• _PROBLEM DETAILS_:
The answer must consist of every line in the data below that holds the word "open".

• _SOURCE MATERIAL_:
○ ○ ○
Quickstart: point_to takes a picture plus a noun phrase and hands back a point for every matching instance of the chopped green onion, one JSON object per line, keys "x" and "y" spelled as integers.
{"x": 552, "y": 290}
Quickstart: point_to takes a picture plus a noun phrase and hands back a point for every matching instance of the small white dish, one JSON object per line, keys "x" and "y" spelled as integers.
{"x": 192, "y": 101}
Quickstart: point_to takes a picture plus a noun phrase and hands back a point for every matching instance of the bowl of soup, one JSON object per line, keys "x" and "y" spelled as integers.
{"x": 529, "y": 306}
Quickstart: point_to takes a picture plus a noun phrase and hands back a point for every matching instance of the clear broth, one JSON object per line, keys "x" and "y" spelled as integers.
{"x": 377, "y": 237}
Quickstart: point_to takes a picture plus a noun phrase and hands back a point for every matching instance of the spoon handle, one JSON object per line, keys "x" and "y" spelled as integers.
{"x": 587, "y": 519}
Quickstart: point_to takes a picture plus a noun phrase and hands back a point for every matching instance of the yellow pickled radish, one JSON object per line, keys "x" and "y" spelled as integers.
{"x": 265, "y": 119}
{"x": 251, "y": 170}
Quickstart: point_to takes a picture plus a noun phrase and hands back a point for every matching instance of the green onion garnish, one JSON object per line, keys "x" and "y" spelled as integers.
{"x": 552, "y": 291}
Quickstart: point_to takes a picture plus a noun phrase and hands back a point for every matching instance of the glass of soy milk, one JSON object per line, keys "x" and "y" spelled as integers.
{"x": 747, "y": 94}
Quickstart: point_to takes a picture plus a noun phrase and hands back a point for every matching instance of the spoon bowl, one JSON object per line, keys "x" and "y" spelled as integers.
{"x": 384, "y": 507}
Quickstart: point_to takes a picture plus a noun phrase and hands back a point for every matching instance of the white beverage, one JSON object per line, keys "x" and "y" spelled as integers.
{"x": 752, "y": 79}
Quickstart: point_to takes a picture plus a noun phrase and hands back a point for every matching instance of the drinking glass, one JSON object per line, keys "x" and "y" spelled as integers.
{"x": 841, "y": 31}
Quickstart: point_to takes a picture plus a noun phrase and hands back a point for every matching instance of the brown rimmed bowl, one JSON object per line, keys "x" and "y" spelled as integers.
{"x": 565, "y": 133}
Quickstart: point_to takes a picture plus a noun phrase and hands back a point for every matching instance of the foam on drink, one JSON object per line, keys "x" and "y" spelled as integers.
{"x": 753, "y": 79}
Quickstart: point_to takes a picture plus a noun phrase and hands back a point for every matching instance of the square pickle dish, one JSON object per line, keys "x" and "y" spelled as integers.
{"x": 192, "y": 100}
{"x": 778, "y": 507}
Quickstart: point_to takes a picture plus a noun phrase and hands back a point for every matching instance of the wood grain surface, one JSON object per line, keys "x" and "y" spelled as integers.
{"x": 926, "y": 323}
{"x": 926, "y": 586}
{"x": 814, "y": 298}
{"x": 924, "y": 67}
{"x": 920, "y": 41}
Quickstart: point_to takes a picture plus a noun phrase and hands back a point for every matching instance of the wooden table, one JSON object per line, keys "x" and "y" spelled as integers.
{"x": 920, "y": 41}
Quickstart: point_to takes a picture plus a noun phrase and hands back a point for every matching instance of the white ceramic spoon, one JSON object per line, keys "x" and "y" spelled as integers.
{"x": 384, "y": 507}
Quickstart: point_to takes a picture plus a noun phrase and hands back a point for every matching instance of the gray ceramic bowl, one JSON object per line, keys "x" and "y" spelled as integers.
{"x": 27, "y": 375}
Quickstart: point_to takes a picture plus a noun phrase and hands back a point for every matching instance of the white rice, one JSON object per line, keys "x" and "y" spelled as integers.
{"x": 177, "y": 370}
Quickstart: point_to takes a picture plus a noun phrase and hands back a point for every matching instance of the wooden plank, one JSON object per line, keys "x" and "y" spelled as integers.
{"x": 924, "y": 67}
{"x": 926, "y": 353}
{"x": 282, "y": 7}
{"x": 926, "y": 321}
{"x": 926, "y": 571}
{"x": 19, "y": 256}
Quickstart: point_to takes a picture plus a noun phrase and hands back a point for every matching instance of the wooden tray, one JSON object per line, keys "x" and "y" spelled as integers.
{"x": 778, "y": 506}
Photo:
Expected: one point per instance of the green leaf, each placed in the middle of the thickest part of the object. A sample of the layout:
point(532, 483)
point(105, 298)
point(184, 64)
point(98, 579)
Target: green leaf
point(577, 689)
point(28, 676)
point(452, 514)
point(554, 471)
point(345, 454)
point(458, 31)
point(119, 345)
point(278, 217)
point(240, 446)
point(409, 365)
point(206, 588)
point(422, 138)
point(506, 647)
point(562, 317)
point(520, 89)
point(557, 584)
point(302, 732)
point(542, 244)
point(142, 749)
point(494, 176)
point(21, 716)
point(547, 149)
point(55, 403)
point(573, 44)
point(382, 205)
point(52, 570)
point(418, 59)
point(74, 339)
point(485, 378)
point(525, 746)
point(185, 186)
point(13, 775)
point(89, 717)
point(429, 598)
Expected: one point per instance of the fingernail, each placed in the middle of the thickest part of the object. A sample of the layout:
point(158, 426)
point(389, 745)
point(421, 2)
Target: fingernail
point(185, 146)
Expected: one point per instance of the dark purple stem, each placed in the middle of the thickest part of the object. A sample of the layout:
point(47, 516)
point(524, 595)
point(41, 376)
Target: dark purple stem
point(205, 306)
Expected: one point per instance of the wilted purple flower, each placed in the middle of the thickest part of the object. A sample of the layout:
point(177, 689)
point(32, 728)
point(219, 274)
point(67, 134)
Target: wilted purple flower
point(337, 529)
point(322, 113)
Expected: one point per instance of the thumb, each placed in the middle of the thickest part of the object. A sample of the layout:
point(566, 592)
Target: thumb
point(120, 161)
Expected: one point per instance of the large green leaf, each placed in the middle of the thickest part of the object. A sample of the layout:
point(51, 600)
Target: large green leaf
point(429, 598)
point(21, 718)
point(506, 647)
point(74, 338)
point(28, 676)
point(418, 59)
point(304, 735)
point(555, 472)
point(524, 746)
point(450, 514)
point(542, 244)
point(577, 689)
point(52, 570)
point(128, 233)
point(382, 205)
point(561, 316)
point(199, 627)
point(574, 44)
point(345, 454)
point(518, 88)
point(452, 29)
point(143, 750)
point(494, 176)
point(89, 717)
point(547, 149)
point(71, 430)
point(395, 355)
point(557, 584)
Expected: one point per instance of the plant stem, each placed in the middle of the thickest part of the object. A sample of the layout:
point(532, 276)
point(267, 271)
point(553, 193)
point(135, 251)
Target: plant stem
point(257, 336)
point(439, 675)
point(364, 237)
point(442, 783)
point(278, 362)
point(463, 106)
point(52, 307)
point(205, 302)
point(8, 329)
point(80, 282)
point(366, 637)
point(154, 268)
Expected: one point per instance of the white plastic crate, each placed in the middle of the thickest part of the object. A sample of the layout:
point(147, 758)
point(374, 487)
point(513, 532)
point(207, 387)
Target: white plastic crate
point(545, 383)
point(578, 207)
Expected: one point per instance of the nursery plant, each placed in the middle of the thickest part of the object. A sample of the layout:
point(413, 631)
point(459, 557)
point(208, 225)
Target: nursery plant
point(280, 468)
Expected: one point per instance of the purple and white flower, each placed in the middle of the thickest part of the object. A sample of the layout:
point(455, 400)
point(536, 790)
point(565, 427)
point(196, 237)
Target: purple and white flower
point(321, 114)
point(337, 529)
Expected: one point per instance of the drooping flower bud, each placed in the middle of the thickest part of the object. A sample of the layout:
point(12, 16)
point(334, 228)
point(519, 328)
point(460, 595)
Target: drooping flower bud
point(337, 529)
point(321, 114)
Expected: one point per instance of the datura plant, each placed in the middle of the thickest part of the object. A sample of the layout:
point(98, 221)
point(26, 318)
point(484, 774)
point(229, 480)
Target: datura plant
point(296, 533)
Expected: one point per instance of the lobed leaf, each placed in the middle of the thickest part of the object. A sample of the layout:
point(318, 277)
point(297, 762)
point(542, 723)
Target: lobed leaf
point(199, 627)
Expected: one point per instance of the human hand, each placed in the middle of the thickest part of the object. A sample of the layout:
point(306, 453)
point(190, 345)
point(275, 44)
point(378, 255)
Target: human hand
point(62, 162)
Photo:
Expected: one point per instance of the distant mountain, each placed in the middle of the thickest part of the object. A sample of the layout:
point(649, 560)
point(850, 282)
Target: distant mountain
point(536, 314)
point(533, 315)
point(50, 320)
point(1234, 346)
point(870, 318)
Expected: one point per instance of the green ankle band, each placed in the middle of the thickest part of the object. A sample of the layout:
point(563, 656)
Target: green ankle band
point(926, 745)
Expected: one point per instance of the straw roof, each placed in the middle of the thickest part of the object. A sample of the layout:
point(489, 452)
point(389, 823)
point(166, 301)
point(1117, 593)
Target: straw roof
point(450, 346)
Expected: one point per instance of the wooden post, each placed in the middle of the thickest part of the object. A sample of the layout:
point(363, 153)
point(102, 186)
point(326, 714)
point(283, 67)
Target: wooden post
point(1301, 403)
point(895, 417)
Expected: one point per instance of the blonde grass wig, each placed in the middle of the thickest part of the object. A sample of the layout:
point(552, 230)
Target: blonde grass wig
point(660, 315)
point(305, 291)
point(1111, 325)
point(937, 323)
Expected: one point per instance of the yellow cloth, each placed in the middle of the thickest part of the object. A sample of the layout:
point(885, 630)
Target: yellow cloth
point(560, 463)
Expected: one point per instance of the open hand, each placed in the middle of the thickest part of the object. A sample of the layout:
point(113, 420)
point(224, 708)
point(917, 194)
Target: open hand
○ ○ ○
• _SOLUTION_:
Expected: one point per instance of the open hand, each placed in the middle of the thickest part of the object. A sample of the layout:
Target: open hand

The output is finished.